↓
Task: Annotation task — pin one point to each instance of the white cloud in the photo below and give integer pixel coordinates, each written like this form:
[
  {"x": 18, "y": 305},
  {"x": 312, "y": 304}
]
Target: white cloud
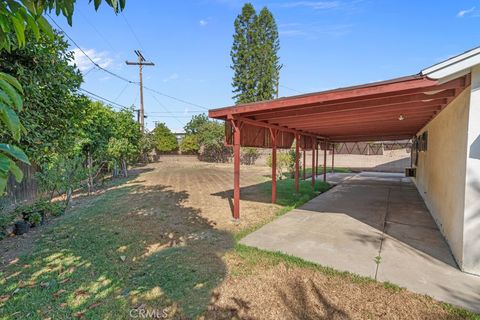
[
  {"x": 173, "y": 76},
  {"x": 462, "y": 13},
  {"x": 316, "y": 5},
  {"x": 83, "y": 63}
]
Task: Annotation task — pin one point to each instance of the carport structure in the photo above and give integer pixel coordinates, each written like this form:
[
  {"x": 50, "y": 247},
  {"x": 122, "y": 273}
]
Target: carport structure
[
  {"x": 439, "y": 108},
  {"x": 388, "y": 110}
]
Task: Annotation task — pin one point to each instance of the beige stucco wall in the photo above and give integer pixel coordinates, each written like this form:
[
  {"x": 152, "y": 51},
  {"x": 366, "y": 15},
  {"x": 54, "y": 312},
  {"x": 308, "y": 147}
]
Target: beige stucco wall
[{"x": 441, "y": 171}]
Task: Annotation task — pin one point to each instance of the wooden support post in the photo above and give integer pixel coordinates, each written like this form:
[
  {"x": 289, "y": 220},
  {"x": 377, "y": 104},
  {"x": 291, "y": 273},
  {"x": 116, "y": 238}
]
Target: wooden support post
[
  {"x": 297, "y": 153},
  {"x": 304, "y": 164},
  {"x": 325, "y": 160},
  {"x": 333, "y": 158},
  {"x": 273, "y": 136},
  {"x": 236, "y": 169},
  {"x": 313, "y": 161}
]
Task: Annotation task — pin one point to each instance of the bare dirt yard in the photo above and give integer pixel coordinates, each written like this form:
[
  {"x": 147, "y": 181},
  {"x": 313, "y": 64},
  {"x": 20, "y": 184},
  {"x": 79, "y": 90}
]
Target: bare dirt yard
[{"x": 164, "y": 242}]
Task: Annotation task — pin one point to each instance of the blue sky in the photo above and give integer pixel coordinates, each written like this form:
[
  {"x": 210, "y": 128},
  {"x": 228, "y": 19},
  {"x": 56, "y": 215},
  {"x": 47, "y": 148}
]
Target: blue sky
[{"x": 324, "y": 45}]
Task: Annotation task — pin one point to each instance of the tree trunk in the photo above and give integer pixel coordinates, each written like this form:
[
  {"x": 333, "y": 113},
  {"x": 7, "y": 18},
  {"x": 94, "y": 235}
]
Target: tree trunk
[{"x": 69, "y": 197}]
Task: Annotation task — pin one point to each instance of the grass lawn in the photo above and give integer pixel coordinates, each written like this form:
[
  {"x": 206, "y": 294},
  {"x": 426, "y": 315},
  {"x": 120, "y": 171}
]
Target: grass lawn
[{"x": 143, "y": 246}]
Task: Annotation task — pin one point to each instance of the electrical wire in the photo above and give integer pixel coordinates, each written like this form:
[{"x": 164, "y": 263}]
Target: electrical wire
[{"x": 121, "y": 77}]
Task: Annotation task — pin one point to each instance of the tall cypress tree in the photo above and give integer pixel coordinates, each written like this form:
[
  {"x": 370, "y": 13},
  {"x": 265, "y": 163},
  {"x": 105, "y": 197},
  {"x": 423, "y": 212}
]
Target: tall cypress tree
[
  {"x": 254, "y": 53},
  {"x": 243, "y": 55},
  {"x": 268, "y": 61}
]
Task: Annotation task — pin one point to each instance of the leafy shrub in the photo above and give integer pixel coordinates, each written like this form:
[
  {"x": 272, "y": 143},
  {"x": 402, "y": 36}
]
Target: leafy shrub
[
  {"x": 283, "y": 163},
  {"x": 62, "y": 175},
  {"x": 165, "y": 141},
  {"x": 6, "y": 220},
  {"x": 189, "y": 144},
  {"x": 249, "y": 156},
  {"x": 215, "y": 153},
  {"x": 35, "y": 218}
]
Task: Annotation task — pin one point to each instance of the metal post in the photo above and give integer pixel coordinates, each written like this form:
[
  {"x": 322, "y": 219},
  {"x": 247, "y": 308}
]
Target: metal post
[
  {"x": 313, "y": 162},
  {"x": 333, "y": 158},
  {"x": 236, "y": 169},
  {"x": 297, "y": 140},
  {"x": 273, "y": 135},
  {"x": 325, "y": 161}
]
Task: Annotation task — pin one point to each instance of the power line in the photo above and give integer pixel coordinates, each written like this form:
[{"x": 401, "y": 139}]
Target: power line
[
  {"x": 121, "y": 92},
  {"x": 96, "y": 30},
  {"x": 291, "y": 89},
  {"x": 121, "y": 77},
  {"x": 98, "y": 97}
]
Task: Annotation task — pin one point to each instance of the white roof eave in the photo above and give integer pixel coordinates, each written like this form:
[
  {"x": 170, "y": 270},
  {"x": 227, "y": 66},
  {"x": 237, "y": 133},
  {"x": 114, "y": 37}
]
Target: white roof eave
[{"x": 454, "y": 67}]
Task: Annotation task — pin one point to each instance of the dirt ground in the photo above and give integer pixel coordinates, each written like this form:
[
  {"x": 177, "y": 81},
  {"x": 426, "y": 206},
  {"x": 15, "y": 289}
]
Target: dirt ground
[{"x": 184, "y": 204}]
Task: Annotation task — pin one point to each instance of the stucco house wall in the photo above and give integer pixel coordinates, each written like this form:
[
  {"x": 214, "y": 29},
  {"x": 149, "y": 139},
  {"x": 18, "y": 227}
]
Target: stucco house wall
[{"x": 441, "y": 171}]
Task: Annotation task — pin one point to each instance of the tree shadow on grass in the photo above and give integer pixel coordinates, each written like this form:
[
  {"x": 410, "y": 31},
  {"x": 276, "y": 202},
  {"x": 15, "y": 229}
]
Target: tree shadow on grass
[{"x": 133, "y": 247}]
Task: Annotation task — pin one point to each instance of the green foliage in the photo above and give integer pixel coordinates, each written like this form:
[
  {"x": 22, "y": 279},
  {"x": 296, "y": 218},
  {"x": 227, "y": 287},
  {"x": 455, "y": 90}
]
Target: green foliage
[
  {"x": 284, "y": 163},
  {"x": 45, "y": 67},
  {"x": 248, "y": 156},
  {"x": 35, "y": 218},
  {"x": 254, "y": 54},
  {"x": 189, "y": 144},
  {"x": 146, "y": 143},
  {"x": 16, "y": 19},
  {"x": 197, "y": 121},
  {"x": 165, "y": 140},
  {"x": 62, "y": 175},
  {"x": 20, "y": 17},
  {"x": 211, "y": 138}
]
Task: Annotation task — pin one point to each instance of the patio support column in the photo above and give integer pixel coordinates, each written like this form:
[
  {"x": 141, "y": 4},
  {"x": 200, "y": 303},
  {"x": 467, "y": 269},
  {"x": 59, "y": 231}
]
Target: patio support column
[
  {"x": 325, "y": 161},
  {"x": 313, "y": 161},
  {"x": 273, "y": 136},
  {"x": 236, "y": 168},
  {"x": 333, "y": 158},
  {"x": 304, "y": 164},
  {"x": 297, "y": 153}
]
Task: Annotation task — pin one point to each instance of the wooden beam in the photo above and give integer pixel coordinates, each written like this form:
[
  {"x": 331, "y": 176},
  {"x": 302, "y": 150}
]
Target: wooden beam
[
  {"x": 273, "y": 136},
  {"x": 236, "y": 169},
  {"x": 416, "y": 100},
  {"x": 388, "y": 88},
  {"x": 297, "y": 146}
]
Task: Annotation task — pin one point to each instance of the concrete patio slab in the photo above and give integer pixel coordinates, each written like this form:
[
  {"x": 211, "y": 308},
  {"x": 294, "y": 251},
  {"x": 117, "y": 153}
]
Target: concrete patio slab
[{"x": 368, "y": 215}]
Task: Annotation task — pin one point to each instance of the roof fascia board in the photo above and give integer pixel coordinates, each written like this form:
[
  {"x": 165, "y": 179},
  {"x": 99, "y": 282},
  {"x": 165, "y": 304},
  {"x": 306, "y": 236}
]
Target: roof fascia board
[{"x": 454, "y": 67}]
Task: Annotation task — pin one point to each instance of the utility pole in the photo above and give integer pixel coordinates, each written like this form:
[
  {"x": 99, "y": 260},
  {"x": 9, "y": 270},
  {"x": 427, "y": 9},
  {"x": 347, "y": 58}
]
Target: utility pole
[{"x": 140, "y": 63}]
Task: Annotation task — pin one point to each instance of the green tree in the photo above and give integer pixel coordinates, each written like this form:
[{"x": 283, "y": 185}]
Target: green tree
[
  {"x": 195, "y": 123},
  {"x": 189, "y": 144},
  {"x": 267, "y": 59},
  {"x": 165, "y": 140},
  {"x": 17, "y": 18},
  {"x": 211, "y": 138},
  {"x": 254, "y": 54},
  {"x": 243, "y": 56},
  {"x": 49, "y": 81}
]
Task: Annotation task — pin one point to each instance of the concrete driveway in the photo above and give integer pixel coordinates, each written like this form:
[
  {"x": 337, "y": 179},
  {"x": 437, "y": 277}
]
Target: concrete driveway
[{"x": 374, "y": 225}]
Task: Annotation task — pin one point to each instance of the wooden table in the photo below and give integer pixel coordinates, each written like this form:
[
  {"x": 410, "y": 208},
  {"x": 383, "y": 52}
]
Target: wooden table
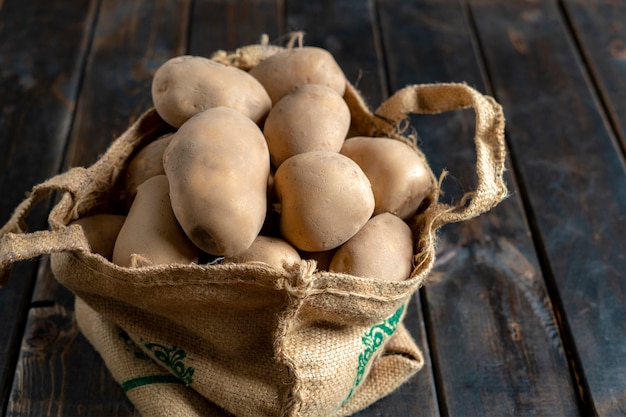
↑
■ PROBLEM STATEMENT
Retype exactly the lines from the one containing "the concrete patio" through the last line of the records above, both included, and leave out any pictures.

■ ANSWER TO THIS PROBLEM
Task: Annotation task — pin one point to each instance of the concrete patio slab in the photo above and give integer pixel coordinates, each written like this form:
[
  {"x": 211, "y": 308},
  {"x": 294, "y": 251},
  {"x": 117, "y": 153}
]
Target: concrete patio slab
[{"x": 368, "y": 215}]
Task: Annotation task — pin one point to each instance of the roof fascia board in the photo above and give integer pixel coordinates, each written like this form:
[
  {"x": 165, "y": 179},
  {"x": 99, "y": 282},
  {"x": 165, "y": 304},
  {"x": 306, "y": 236}
]
Target: roof fascia board
[{"x": 454, "y": 67}]
Task: Annotation task — pin one point to each instance of the utility pole in the photo above and give integer pixel coordinates, each written like this form:
[
  {"x": 99, "y": 260},
  {"x": 9, "y": 270},
  {"x": 427, "y": 9},
  {"x": 347, "y": 58}
]
Target: utility pole
[{"x": 140, "y": 63}]
Task: Annotation task — pin one point to each instance of the green tree in the photo above and give integer pixel coordinates, each written like this form:
[{"x": 283, "y": 185}]
Target: green tree
[
  {"x": 195, "y": 123},
  {"x": 189, "y": 144},
  {"x": 267, "y": 59},
  {"x": 165, "y": 140},
  {"x": 17, "y": 18},
  {"x": 211, "y": 138},
  {"x": 254, "y": 54},
  {"x": 243, "y": 56},
  {"x": 49, "y": 81}
]
Task: Annotation task — pin one point to each instance of the concrete driveway in the photo above and give integer pixel coordinates, each written like this form:
[
  {"x": 337, "y": 179},
  {"x": 437, "y": 277}
]
Target: concrete driveway
[{"x": 374, "y": 225}]
Task: Annotation task — pin one point to each instance of the wooden table in the photo below and give integer pixel coordinates, each written like this form:
[
  {"x": 410, "y": 208},
  {"x": 383, "y": 52}
]
Target: wooden table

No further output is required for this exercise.